## Work instructions
Please reproduce every one of the entries below word for word, omitting the pictures.

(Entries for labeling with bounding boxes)
-=-=-

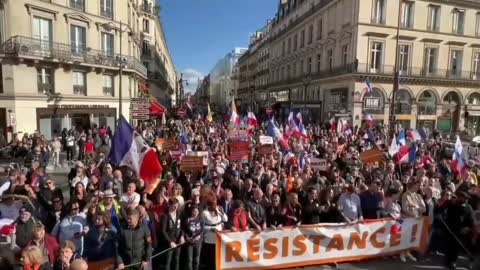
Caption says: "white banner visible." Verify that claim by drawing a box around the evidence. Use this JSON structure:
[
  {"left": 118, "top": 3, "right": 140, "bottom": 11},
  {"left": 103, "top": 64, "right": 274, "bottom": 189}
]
[
  {"left": 309, "top": 158, "right": 328, "bottom": 171},
  {"left": 259, "top": 136, "right": 273, "bottom": 145},
  {"left": 216, "top": 218, "right": 428, "bottom": 270}
]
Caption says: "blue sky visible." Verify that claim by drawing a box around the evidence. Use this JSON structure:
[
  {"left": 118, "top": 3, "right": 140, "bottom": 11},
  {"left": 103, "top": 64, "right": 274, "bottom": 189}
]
[{"left": 160, "top": 0, "right": 278, "bottom": 90}]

-=-=-

## Response to this exercise
Caption says: "white banner visible." Verify that claim by drawing a box around the evidence. Use this JSON structure:
[
  {"left": 118, "top": 3, "right": 140, "bottom": 11},
  {"left": 103, "top": 64, "right": 274, "bottom": 189}
]
[
  {"left": 309, "top": 158, "right": 328, "bottom": 171},
  {"left": 259, "top": 136, "right": 273, "bottom": 145},
  {"left": 216, "top": 218, "right": 428, "bottom": 270}
]
Caption says: "blue sky visible." Verify that claim by drawing a box around the evidence. Use this JSON structure:
[
  {"left": 118, "top": 3, "right": 140, "bottom": 11},
  {"left": 103, "top": 64, "right": 274, "bottom": 189}
]
[{"left": 160, "top": 0, "right": 278, "bottom": 90}]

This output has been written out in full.